= DATA TO USE =
• • • • • • •

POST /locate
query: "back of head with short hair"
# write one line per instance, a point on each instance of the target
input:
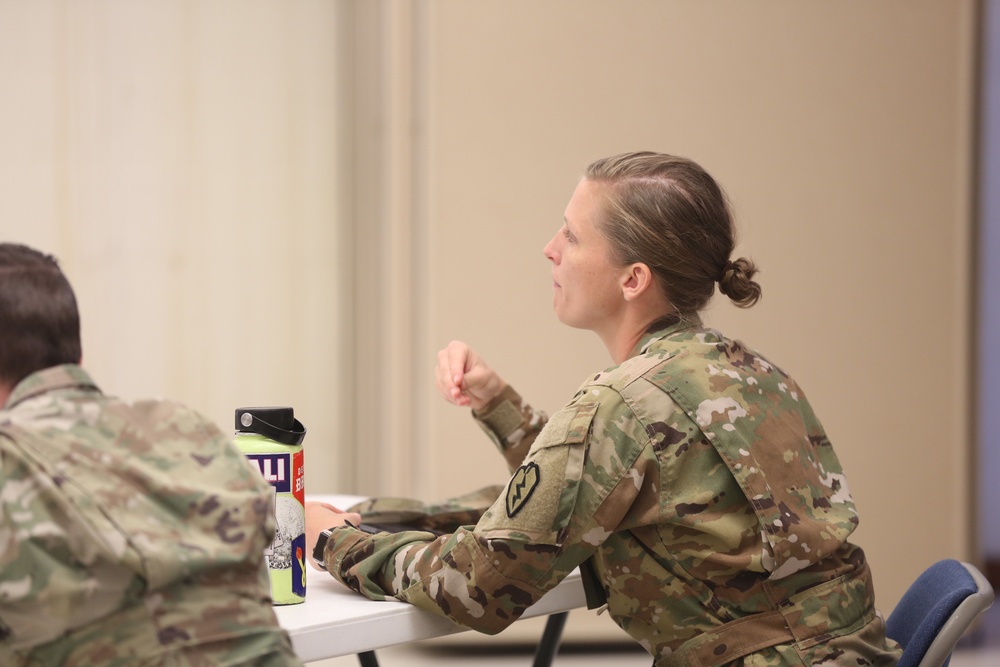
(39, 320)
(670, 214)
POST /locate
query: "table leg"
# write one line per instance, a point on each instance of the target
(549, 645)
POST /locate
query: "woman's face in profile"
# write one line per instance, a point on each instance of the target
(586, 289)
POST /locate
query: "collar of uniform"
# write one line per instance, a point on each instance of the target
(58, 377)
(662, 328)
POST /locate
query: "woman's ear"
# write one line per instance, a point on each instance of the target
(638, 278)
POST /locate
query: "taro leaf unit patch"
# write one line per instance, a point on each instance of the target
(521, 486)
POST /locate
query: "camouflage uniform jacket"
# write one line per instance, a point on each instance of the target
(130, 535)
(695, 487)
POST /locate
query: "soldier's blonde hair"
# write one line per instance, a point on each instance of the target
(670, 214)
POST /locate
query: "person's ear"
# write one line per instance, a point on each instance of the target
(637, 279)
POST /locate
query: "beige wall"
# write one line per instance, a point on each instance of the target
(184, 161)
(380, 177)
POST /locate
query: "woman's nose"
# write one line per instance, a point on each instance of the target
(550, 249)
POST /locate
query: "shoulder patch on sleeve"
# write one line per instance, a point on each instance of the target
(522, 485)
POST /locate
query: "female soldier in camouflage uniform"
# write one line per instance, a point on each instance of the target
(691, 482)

• • • • • • •

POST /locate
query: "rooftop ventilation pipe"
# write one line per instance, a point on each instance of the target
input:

• • • • • • •

= WHAT YOU WILL DO =
Please pull out every line from the entries above that contains the word "hair", and copy each one unchanged.

= CORRECT RESULT =
query: "back of head with short hair"
query: "soldier's blonde hair"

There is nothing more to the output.